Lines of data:
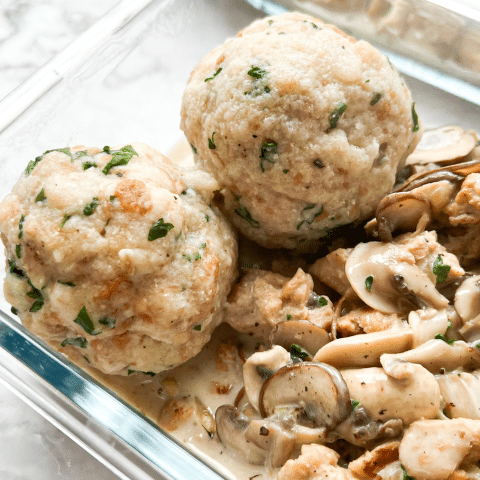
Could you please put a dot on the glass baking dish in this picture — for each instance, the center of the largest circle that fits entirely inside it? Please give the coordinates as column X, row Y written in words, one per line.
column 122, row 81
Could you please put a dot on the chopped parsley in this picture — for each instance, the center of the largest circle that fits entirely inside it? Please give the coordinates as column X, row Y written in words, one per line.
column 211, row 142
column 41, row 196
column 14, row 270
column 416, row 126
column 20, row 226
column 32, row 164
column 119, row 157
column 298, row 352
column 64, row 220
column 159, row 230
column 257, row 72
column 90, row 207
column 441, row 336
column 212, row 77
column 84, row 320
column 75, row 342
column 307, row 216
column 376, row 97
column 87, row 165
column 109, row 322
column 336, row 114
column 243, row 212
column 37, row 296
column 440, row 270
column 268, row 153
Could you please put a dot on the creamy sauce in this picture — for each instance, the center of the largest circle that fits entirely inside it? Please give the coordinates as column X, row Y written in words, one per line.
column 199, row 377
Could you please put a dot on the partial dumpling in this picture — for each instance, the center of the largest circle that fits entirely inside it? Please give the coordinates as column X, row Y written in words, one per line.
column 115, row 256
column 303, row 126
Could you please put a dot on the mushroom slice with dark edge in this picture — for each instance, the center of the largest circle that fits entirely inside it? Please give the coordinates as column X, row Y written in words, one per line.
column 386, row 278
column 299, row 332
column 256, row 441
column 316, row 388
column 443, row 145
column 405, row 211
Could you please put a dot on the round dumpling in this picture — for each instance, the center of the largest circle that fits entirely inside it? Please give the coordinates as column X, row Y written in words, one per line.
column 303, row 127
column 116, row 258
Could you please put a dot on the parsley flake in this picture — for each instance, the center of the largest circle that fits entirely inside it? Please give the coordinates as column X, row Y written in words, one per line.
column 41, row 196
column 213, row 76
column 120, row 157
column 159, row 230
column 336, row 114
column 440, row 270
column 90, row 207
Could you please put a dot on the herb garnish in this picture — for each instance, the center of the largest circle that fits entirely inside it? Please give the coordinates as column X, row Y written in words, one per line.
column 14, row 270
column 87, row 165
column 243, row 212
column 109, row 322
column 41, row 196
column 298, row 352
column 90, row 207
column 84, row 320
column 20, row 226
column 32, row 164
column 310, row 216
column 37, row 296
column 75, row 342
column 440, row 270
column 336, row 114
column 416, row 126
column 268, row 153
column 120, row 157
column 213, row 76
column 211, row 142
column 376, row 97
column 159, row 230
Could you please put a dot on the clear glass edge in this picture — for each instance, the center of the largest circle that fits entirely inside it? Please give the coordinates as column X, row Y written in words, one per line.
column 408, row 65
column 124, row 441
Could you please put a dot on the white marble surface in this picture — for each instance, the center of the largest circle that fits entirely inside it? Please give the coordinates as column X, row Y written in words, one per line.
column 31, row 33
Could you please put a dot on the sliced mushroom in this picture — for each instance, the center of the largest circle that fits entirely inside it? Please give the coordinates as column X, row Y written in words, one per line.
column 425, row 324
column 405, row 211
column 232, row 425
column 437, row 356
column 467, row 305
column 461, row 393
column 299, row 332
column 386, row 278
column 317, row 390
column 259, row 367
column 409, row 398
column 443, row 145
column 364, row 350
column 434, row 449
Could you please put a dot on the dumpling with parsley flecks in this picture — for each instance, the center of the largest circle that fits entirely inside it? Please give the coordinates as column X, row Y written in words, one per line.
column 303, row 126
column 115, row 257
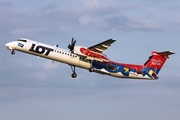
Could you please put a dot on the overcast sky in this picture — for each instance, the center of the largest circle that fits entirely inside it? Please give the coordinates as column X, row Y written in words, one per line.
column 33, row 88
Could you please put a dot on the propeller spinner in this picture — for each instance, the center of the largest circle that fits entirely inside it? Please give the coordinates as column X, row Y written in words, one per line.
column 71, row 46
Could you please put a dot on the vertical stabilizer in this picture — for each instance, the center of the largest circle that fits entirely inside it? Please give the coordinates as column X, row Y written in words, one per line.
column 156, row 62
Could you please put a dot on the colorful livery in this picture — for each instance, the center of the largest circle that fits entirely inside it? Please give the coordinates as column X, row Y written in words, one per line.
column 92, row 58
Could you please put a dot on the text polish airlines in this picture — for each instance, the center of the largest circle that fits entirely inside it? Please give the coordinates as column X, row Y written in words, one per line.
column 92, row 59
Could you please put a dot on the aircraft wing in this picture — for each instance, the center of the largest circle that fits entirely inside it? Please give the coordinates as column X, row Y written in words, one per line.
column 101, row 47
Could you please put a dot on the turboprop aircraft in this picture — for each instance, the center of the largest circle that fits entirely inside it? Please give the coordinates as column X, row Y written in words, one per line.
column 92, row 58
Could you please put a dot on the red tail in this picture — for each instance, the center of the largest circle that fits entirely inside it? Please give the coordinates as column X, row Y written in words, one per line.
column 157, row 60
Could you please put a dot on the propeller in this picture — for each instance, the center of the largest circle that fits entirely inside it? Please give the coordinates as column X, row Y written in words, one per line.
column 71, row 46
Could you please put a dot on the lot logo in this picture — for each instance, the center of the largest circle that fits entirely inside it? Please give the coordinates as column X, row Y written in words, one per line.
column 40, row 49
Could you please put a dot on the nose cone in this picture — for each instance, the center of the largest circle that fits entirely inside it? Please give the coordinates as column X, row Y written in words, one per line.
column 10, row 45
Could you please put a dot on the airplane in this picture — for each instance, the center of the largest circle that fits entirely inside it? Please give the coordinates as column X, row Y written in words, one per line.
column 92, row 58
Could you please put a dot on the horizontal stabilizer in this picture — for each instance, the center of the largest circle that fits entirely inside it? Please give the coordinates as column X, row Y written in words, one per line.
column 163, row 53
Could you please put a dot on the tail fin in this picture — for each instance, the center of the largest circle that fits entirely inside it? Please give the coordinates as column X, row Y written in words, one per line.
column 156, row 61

Given request:
Rewrite the material above, replacing every "put a dot on" with "mark" and keeping everything else the same. Leave the pictures out of your answer.

Result of this task:
Could you please mark the glass baking dish in this picture — for each instance, the center of the largest circle that fits entirely inside it? Please give the coordinates as column X, row Y written in words, one per line.
column 122, row 81
Could you please mark the chopped parsley in this picture — for each instance, the center of the largest circle that fits entirely inside it? Please give the coordinates as column X, row Y written in words, one per line.
column 211, row 142
column 41, row 196
column 14, row 270
column 416, row 126
column 20, row 226
column 32, row 164
column 119, row 157
column 298, row 352
column 64, row 220
column 159, row 230
column 257, row 72
column 90, row 207
column 441, row 336
column 212, row 77
column 84, row 320
column 75, row 342
column 307, row 216
column 376, row 97
column 87, row 165
column 109, row 322
column 336, row 114
column 243, row 212
column 37, row 296
column 440, row 270
column 268, row 153
Could you please mark the creamy sauce in this picture — for each instance, the center of the largest circle that fits entirely inside it? Please give the coordinates as column X, row Y written in words, one per line.
column 199, row 377
Could you please mark the partial dumpling in this picture — for each instance, the center of the largest circle that fits entirely inside it? Please give the coordinates as column X, row Y written in words, one per line.
column 115, row 256
column 303, row 126
Could you please mark the mushroom slice with dark edge in this picture — for each instance, the center of the largest circle that fits entirely inside it? Please give the coordinates as column X, row Y written in words, one per line.
column 386, row 278
column 299, row 332
column 256, row 441
column 316, row 388
column 443, row 145
column 405, row 211
Could you please mark the round dumpling in this picture — for each instance, the center of the largest circle that fits entirely inside it? Please give the coordinates as column X, row Y written in words, one per line.
column 303, row 127
column 116, row 258
Could you please mark the parsley flake in this picture — for each instance, the center of the largest circle that fits entirely inside it? Please give the coordinates as column X, row Y written in words, one per line.
column 41, row 196
column 213, row 76
column 120, row 157
column 159, row 230
column 336, row 114
column 440, row 270
column 90, row 207
Could you please mark the herb garnish in this picture — for each instance, the center of the largest circle that fits entirely inside it? Please give the coordinates as column X, row Y written in words, one per line.
column 14, row 270
column 87, row 165
column 243, row 212
column 109, row 322
column 41, row 196
column 298, row 352
column 90, row 207
column 84, row 320
column 20, row 226
column 32, row 164
column 310, row 216
column 37, row 296
column 75, row 342
column 440, row 270
column 336, row 114
column 416, row 126
column 268, row 153
column 120, row 157
column 213, row 76
column 211, row 142
column 376, row 97
column 159, row 230
Could you please mark the clear glass edge in this picture — for each instance, the center of the largest circle that fits entirely inside it? Please give the coordinates as column X, row Y written in words, one per line.
column 408, row 65
column 124, row 441
Could you please mark the white marble surface in this picture — for each instance, the center of the largest circle that fits entirely inside it? Please give the coordinates as column X, row Y written in words, one per line.
column 31, row 33
Could you please mark the sliced mushroom in this picture — for each instance, the center of the largest circle that fits entirely inside it? Please give the coordinates as column X, row Y written in words, one per line.
column 425, row 324
column 405, row 211
column 232, row 425
column 437, row 356
column 467, row 305
column 461, row 393
column 299, row 332
column 386, row 278
column 317, row 390
column 259, row 367
column 409, row 398
column 443, row 145
column 364, row 350
column 434, row 449
Could you please mark the dumpling with parsley flecks in this picture — for each instance, the center of the largest circle that fits entirely inside it? Please give the coordinates as column X, row Y written in words, one per line.
column 303, row 126
column 115, row 257
Could you please mark the overcast sky in this picture — for each instance, the center of the largest circle that fits entirely inside it? Please give the coordinates as column X, row Y written in words, one per line.
column 33, row 88
Could you please mark the propeller spinner in this picture — for each instance, the center of the largest circle that fits entirely inside it? Please give the coordinates as column X, row Y written in words, one per line.
column 71, row 46
Could you please mark the vertical stabilizer in this picture — for each instance, the center of the largest circle that fits entirely inside it? Please give the coordinates as column X, row Y written in words, one per line.
column 156, row 62
Could you please mark the colorful livery in this picture — for each instance, the center of the largest circle that fits entirely inside it? Please give the coordinates as column X, row Y written in words, one per line.
column 92, row 58
Could you please mark the text polish airlines in this picture — for each instance, the center of the largest circle that fits entirely inside it? Please give the coordinates as column X, row Y written in words, one per line.
column 92, row 59
Could you please mark the aircraft wing in this picture — for each instance, the center of the largest circle that fits entirely inside it? Please give the coordinates as column X, row Y written in words, one per line.
column 101, row 47
Could you please mark the turboprop aircraft in this picture — for each instance, the center of the largest circle that fits entirely inside it? Please give the coordinates as column X, row Y written in words, one per line.
column 92, row 58
Could you please mark the red tail in this picture — for each instance, the center of the largest circle that fits entirely inside it? Please give the coordinates as column X, row Y written in words, one per line.
column 157, row 60
Could you please mark the propeller in this picture — for each instance, the center of the largest circle that fits entirely inside it? Please give the coordinates as column X, row Y written in words, one per line.
column 71, row 46
Could you please mark the lot logo in this picture — for each instance, the center of the largest circle that fits entirely inside it? Please give the coordinates as column X, row Y written in words, one per line.
column 40, row 49
Could you please mark the nose cone in this picture — for each instance, the center of the largest circle that fits entirely inside it? Please give the coordinates as column X, row Y written in words, one per line.
column 10, row 45
Could you please mark the airplane in this picture — for each instance, the center of the largest circle that fits entirely inside it? Please give the coordinates as column X, row Y written in words, one per line.
column 92, row 58
Could you please mark the horizontal stabilizer in this picture — for each instance, the center of the largest circle that fits entirely inside it? Please give the coordinates as column X, row Y written in words, one per line.
column 163, row 53
Could you please mark the tail fin in this picture — for each instance, the center of the largest circle that fits entirely inside it? Please give the coordinates as column X, row Y written in words, one per line.
column 156, row 61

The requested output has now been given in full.